* _ACTIVITY_
I would like every record printed again, exactly as shown.

Point localization data
------------------------------
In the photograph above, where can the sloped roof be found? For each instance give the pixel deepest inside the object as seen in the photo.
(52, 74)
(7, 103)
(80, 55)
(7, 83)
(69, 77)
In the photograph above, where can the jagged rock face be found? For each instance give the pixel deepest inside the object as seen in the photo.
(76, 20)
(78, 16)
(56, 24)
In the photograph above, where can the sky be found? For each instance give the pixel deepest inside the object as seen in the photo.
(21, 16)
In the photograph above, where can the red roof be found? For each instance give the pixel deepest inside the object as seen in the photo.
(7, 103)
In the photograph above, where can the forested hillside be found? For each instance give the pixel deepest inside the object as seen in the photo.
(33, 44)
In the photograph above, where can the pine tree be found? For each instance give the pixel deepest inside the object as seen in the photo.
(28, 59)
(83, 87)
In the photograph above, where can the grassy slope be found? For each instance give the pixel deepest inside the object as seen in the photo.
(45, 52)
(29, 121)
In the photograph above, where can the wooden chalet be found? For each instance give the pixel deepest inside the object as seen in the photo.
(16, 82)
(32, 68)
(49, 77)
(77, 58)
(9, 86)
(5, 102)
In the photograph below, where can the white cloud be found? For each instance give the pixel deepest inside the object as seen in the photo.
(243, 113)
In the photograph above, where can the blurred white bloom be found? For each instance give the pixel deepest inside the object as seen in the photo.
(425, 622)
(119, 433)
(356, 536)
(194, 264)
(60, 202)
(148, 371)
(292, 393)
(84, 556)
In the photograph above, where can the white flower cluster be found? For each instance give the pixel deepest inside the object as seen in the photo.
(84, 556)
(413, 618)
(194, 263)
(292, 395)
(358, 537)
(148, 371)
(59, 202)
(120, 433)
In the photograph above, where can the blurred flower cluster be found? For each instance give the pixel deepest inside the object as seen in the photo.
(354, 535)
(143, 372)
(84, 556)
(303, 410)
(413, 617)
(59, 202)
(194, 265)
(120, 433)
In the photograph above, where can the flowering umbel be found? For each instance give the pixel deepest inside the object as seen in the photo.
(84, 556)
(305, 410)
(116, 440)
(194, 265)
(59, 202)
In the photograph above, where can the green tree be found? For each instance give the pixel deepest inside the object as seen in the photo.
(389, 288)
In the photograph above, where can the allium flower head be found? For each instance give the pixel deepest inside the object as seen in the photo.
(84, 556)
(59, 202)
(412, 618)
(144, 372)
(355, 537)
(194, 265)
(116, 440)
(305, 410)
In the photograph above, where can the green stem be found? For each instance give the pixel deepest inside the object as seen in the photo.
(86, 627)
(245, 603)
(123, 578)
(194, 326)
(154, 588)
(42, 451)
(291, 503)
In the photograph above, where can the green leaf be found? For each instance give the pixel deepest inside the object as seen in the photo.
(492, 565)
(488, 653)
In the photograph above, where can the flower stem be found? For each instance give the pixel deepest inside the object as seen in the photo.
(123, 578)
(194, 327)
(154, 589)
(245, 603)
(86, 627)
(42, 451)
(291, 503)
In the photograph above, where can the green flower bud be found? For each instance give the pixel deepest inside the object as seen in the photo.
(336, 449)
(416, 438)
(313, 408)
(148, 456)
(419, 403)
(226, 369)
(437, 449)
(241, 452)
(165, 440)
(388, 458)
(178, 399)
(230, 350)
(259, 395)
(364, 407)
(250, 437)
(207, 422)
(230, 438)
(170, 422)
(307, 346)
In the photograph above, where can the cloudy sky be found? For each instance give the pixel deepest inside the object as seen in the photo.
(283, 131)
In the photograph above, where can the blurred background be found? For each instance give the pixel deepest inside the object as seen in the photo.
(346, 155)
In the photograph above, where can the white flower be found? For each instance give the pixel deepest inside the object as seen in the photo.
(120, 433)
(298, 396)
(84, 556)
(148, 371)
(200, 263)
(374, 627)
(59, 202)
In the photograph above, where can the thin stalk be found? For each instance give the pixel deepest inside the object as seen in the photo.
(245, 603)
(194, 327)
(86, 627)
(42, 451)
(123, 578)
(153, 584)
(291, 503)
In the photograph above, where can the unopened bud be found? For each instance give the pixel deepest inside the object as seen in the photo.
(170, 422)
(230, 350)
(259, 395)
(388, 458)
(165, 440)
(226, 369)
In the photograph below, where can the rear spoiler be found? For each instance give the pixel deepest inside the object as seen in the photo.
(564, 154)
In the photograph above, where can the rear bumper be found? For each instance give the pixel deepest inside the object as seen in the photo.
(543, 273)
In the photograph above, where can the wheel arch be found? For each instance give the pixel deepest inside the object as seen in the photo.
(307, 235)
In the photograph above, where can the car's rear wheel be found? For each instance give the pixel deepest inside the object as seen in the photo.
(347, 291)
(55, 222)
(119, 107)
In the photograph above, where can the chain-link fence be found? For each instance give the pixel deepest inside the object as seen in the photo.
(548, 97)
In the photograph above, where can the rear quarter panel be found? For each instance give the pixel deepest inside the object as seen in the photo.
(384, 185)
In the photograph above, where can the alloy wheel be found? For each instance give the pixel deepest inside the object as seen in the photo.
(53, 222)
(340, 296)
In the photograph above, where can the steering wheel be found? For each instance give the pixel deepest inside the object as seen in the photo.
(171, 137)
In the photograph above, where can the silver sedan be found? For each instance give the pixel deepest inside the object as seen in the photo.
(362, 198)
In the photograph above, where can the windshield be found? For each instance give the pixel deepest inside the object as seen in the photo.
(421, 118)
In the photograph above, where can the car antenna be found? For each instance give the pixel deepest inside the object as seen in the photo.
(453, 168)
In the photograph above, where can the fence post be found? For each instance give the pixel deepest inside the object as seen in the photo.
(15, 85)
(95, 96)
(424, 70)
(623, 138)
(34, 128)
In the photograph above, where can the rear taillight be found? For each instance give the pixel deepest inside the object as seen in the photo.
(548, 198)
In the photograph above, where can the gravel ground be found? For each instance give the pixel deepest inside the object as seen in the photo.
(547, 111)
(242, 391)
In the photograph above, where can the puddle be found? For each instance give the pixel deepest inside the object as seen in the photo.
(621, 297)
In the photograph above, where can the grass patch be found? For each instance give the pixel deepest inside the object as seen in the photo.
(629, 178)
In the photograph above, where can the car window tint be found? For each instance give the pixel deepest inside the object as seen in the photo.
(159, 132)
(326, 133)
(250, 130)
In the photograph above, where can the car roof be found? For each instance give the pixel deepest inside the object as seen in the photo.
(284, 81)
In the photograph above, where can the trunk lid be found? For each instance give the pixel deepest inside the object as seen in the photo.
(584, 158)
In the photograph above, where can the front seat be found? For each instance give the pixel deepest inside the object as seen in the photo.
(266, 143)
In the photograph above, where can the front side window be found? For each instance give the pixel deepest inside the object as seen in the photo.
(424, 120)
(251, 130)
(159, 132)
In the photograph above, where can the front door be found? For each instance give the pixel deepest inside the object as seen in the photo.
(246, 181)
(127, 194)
------------------------------
* _EXPECTED OUTPUT_
In the photograph above, where can the sloped roof be found? For each instance give the pixel deepest inside the object as seen in the photo.
(52, 74)
(7, 103)
(80, 55)
(7, 83)
(69, 77)
In the photograph above, where can the jagged rock face be found? For each instance give the pixel deepest inside the object as seen in the photo.
(76, 20)
(78, 16)
(56, 24)
In the photograph above, where can the sky be found? For each instance give the pixel deepest inside the object as seen in the photo.
(21, 16)
In the photograph above, where can the red roof be found? For each instance give the pixel deepest inside the object as seen in the photo.
(7, 103)
In the photograph above, where can the forested hillside be found? For each instance give the pixel deepest inside the object as seen in the photo.
(33, 44)
In the photograph above, where can the pine tree be found? For each instance give the pixel deepest inside the object as seen in the photo.
(28, 59)
(83, 87)
In the photograph above, where can the grassy slope be found? For each instance give the pixel deepest inside the object as seen in the photo.
(45, 52)
(29, 121)
In the photograph above, where can the wooden chalet be found? For each instance give the pixel deepest inside the object as seen in the photo.
(16, 82)
(32, 68)
(49, 77)
(77, 58)
(9, 86)
(5, 102)
In the photograph below, where can the white cloud be found? For each instance give the pixel deepest inside the object as seen in the photo.
(243, 113)
In the photograph above, where can the blurred white bloom be found? For each instance give the pixel deepest inside the object as seen in the photo.
(425, 622)
(119, 433)
(356, 536)
(194, 264)
(60, 202)
(148, 371)
(292, 393)
(84, 556)
In the photograph above, where can the white flower cluster be found? For each instance give the pixel deepest inside the object as seen in the photo.
(84, 556)
(413, 618)
(194, 263)
(292, 395)
(358, 537)
(148, 371)
(59, 202)
(120, 433)
In the photograph above, where can the blurred flower cluster be found? For each instance give the pixel deepest inside the object as seen in the photo.
(354, 535)
(143, 372)
(84, 556)
(303, 410)
(413, 617)
(59, 202)
(194, 265)
(120, 433)
In the photograph above, where can the flowering umbel be found? For each instance give the pixel deepest inside the object as seen in the photo.
(84, 556)
(305, 410)
(116, 440)
(194, 265)
(59, 202)
In the photograph above, where can the green tree be found? For each instance give the pixel deepest inside the object as seen in the photo.
(389, 288)
In the photograph above, where can the allium flower head be found? For each instance give the pixel deepest inside the object as seen in the photo.
(84, 556)
(59, 202)
(412, 618)
(144, 372)
(355, 537)
(194, 265)
(116, 440)
(305, 410)
In the photograph above, where can the green stem be found? For each instance give the pixel deepest inside the object as seen in the photo.
(86, 627)
(245, 603)
(123, 578)
(194, 326)
(154, 588)
(42, 451)
(291, 503)
In the photograph above, where can the green leaf be found? For each instance give the pixel deepest inside the object as seen in the photo.
(492, 565)
(488, 653)
In the photograph above, where can the flower stem be found? For each instance give the pixel deepest inside the object as seen in the photo.
(123, 578)
(194, 327)
(154, 589)
(245, 603)
(86, 627)
(42, 451)
(291, 503)
In the photograph above, where can the green flower bud be found? For each instance give the pixel deepest inside the object as seen in the photo.
(336, 449)
(416, 438)
(313, 408)
(148, 456)
(419, 403)
(226, 369)
(437, 449)
(241, 452)
(165, 440)
(388, 458)
(178, 399)
(230, 350)
(259, 395)
(364, 407)
(250, 437)
(207, 422)
(230, 438)
(170, 422)
(307, 346)
In the photograph above, where can the cloudy sky be found? For each instance give the pixel deepest inside the object as seen in the photo.
(283, 131)
In the photograph above, where can the blurred background be found? For each instance give the pixel deepest inside the object as seen in the photo.
(346, 155)
In the photograph above, where can the white flower be found? For each instance give the pixel deepest inside the object as seen in the photo.
(120, 433)
(298, 396)
(84, 556)
(148, 371)
(200, 263)
(374, 627)
(59, 202)
In the photograph above, where can the thin stalk be found? For each instance give the pixel deepest inside the object as seen in the photo.
(245, 603)
(194, 327)
(86, 627)
(42, 451)
(123, 578)
(153, 584)
(291, 503)
In the photograph above, where can the unopened bud be found? For each instance give the pixel deepest inside the object as seen in the photo.
(170, 422)
(230, 350)
(259, 395)
(388, 458)
(165, 440)
(226, 369)
In the photograph below, where can the rear spoiler be found? For each instance give the pixel deepest inside the object as seen in the photo.
(564, 154)
In the photograph above, where can the rear bumper be found? For each instance give the pixel deepest inside the object as seen in the photo.
(543, 273)
In the photograph above, where can the wheel arch be found? For each instance give the pixel deepest inside the object as seen in the photo.
(307, 235)
In the photograph above, where can the car's rear wheel be found? For each instance give the pixel deepest inside the object as seen in the photo.
(347, 291)
(55, 222)
(119, 107)
In the photograph above, where can the chain-link fence be found? For each instance give the pixel deepest inside the object as seen in the photo.
(548, 97)
In the photograph above, where can the rear quarter panel be found? For each instance give the pixel deepest inside the object as seen in the photo.
(384, 185)
In the photograph above, where can the alloy wheel be found? For each instance give the pixel deepest inside the object as seen in the photo.
(53, 222)
(340, 296)
In the photograph above, where can the steering wheel be found? For each instance give the pixel deepest inside the object as seen in the photo.
(171, 137)
In the photograph above, where can the silver sedan be found? For each instance give the pixel deepest inside the object as seen in the photo.
(362, 198)
In the photograph above, where can the windshield be found? For each instance give the pixel deepest inside the object as seen in the photo.
(421, 118)
In the photograph above, where can the car antenna be found? For each instance give the pixel deepest inside the object as seen in the photo.
(453, 168)
In the photograph above, where can the fence post be found? For each instance give the pixel deepest inside the object as seen in the photo.
(15, 85)
(95, 96)
(424, 70)
(623, 138)
(34, 128)
In the photograph above, where can the rear taillight be found? For each instance give the pixel deepest inside the object as seen in the photo.
(548, 198)
In the photograph above, where can the gravel ground be found? For each instance give the pixel deepest inside the object as seen in the photo.
(547, 111)
(242, 391)
In the photograph above, where can the puddle be found? For each instance give the pixel deepest inside the object as seen in the photo.
(621, 297)
In the photograph above, where can the grass patch be found? For each instance give the pixel deepest inside the object as seen in the photo.
(629, 178)
In the photograph above, where can the car window tint be found? For each instance give the pixel deepest inside the object as seen in the photo.
(159, 132)
(326, 133)
(250, 130)
In the photograph above, where can the car roof be found? For each instance give the pixel deepest inside the object as seen in the photo.
(284, 81)
In the photograph above, where can the trunk lid be found? For each instance give the pixel deepest inside the object as seen in the photo.
(584, 158)
In the photograph above, where can the front seat be found? For each instance give the pixel deepest inside the object as seen in the photo.
(266, 143)
In the photograph above, where can the front side window be found? For each instance give the pixel deepest inside the object as seen in the photo.
(424, 120)
(251, 130)
(159, 132)
In the photograph above, where can the front door be found? For each instance give the pixel deepest inside the object as seen in the photo.
(246, 181)
(127, 194)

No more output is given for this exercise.